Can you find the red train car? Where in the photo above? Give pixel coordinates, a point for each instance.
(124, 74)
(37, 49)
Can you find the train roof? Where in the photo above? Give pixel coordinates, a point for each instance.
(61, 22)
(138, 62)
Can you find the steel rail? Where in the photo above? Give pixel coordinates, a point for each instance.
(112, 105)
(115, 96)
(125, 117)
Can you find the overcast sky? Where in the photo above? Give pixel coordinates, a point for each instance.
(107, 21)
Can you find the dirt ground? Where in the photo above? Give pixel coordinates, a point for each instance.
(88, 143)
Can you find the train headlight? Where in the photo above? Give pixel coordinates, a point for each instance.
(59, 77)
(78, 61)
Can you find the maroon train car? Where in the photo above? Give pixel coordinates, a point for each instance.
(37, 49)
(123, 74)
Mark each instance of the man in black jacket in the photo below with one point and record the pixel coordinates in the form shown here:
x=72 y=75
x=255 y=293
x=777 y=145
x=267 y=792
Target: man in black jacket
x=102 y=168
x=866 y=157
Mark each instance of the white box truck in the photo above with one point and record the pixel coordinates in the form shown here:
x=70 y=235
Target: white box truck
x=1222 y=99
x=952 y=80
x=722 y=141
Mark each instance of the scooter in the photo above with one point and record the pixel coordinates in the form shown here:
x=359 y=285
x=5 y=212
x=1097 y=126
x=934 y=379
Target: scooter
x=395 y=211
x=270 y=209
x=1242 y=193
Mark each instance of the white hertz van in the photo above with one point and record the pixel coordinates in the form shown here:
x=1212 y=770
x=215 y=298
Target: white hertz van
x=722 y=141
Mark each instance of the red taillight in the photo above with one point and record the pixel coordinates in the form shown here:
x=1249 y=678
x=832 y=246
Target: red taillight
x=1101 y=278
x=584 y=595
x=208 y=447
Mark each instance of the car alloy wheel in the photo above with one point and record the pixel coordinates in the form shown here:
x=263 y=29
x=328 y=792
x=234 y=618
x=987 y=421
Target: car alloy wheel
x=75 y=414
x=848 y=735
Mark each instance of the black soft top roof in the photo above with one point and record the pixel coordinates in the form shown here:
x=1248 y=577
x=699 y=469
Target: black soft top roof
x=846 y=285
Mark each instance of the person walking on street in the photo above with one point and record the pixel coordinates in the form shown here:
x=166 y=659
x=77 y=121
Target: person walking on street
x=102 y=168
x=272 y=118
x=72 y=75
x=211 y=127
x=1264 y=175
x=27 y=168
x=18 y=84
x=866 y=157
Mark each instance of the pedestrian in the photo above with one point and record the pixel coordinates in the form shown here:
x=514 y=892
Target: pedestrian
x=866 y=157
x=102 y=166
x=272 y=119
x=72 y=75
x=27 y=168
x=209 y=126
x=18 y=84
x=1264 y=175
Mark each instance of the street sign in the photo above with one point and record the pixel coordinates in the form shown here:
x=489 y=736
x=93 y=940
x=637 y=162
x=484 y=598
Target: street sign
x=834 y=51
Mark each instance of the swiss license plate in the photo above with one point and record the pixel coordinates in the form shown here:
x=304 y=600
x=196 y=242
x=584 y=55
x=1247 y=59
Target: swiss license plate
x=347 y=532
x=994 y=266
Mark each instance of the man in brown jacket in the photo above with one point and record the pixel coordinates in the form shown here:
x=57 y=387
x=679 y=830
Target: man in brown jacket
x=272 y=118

_ _ _

Arrange every line of the records above as a Markdown table with the columns Number and Record line, numbering the rows in order and omitting blank lines.

| Number | Record line |
|---|---|
| 1 | Can you find the red train car? Where in the photo above? Give pixel coordinates, a point for each instance. |
| 2 | (124, 74) |
| 3 | (37, 49) |
| 4 | Can you find the train roof? Where in the photo above? Give pixel coordinates, a point for each instance. |
| 5 | (61, 22) |
| 6 | (138, 62) |
| 7 | Can you find the steel rail? Where in the photo above? Give pixel coordinates, a point for each instance. |
| 8 | (112, 105) |
| 9 | (115, 96) |
| 10 | (125, 117) |
| 11 | Can you find the overcast sky? Where in the photo above? Give pixel coordinates, a point for each instance. |
| 12 | (107, 21) |
| 13 | Can you find the dirt ground? Where in the photo above? Give pixel coordinates, a point for each instance. |
| 14 | (88, 143) |
| 15 | Can you find the train headlight? Where in the photo above? Give pixel coordinates, a point for each instance. |
| 16 | (59, 77) |
| 17 | (78, 61) |
| 18 | Can you find the maroon train car? Where in the photo above? Give pixel coordinates, a point for each instance. |
| 19 | (37, 49) |
| 20 | (123, 74) |
| 21 | Mark each instance of the man in black jacket in the photo below with one point and record the pixel coordinates in the form shown here: |
| 22 | x=72 y=75 |
| 23 | x=255 y=293 |
| 24 | x=777 y=145 |
| 25 | x=267 y=792 |
| 26 | Target: man in black jacket |
| 27 | x=102 y=168 |
| 28 | x=866 y=157 |
| 29 | Mark each instance of the white box truck in the photo above with one point and record the pixel coordinates in the form shown here: |
| 30 | x=70 y=235 |
| 31 | Target: white box truck |
| 32 | x=1222 y=99 |
| 33 | x=952 y=80 |
| 34 | x=722 y=141 |
| 35 | Mark each instance of the scooter in the photo above with one point and record the pixel coordinates in the form shown here: |
| 36 | x=359 y=285 |
| 37 | x=5 y=212 |
| 38 | x=1097 y=126 |
| 39 | x=934 y=379 |
| 40 | Target: scooter |
| 41 | x=395 y=211 |
| 42 | x=270 y=209 |
| 43 | x=1242 y=193 |
| 44 | Mark each instance of the white hertz van in the photo above with one point and record the pixel coordinates in the form shown here: |
| 45 | x=1212 y=770 |
| 46 | x=215 y=298 |
| 47 | Target: white hertz van |
| 48 | x=722 y=141 |
| 49 | Mark each instance of the red taillight in the photo above with one point and record the pixel coordinates in the form shown here: |
| 50 | x=1249 y=678 |
| 51 | x=832 y=246 |
| 52 | Target: red taillight |
| 53 | x=1101 y=278 |
| 54 | x=584 y=595 |
| 55 | x=208 y=447 |
| 56 | Mark each instance of the car alloy wheel in the photo above with one point and record the pixel coordinates in the form shown here: |
| 57 | x=263 y=29 |
| 58 | x=328 y=792 |
| 59 | x=234 y=618 |
| 60 | x=987 y=421 |
| 61 | Target: car alloy wheel |
| 62 | x=75 y=414 |
| 63 | x=848 y=735 |
| 64 | Mark each instance of the black soft top roof in the photo above with one point and record the pixel coordinates in the form shown here: |
| 65 | x=1248 y=577 |
| 66 | x=699 y=469 |
| 67 | Target: black soft top roof |
| 68 | x=846 y=285 |
| 69 | Mark each instance of the person walking on street in the photo above with one point and record the pixel coordinates in the form shown here: |
| 70 | x=166 y=659 |
| 71 | x=77 y=121 |
| 72 | Target: person walking on street |
| 73 | x=102 y=168 |
| 74 | x=272 y=118 |
| 75 | x=72 y=75 |
| 76 | x=211 y=127 |
| 77 | x=1264 y=175 |
| 78 | x=27 y=168 |
| 79 | x=18 y=84 |
| 80 | x=866 y=157 |
| 81 | Mark each instance of the pedestrian in the photo above with one point and record the pixel coordinates in the form shown here: |
| 82 | x=514 y=892 |
| 83 | Target: pedestrian |
| 84 | x=866 y=157 |
| 85 | x=102 y=166 |
| 86 | x=272 y=119 |
| 87 | x=72 y=75 |
| 88 | x=27 y=168 |
| 89 | x=209 y=126 |
| 90 | x=18 y=84 |
| 91 | x=1264 y=175 |
| 92 | Mark each instance of the street sign in the photo above with one point and record the pixel coordinates in the form shown here: |
| 93 | x=489 y=736 |
| 94 | x=93 y=940 |
| 95 | x=637 y=162 |
| 96 | x=484 y=598 |
| 97 | Target: street sign |
| 98 | x=834 y=51 |
| 99 | Mark each instance of the swiss license plate in the photo above with one point and record the pixel coordinates in the form shown here: |
| 100 | x=304 y=600 |
| 101 | x=196 y=242 |
| 102 | x=584 y=55 |
| 103 | x=1247 y=59 |
| 104 | Target: swiss license plate |
| 105 | x=347 y=532 |
| 106 | x=994 y=266 |
| 107 | Mark each instance of the man in brown jacket in the photo above with one point and record the pixel coordinates in the form shown here: |
| 108 | x=57 y=387 |
| 109 | x=679 y=830 |
| 110 | Target: man in brown jacket |
| 111 | x=272 y=118 |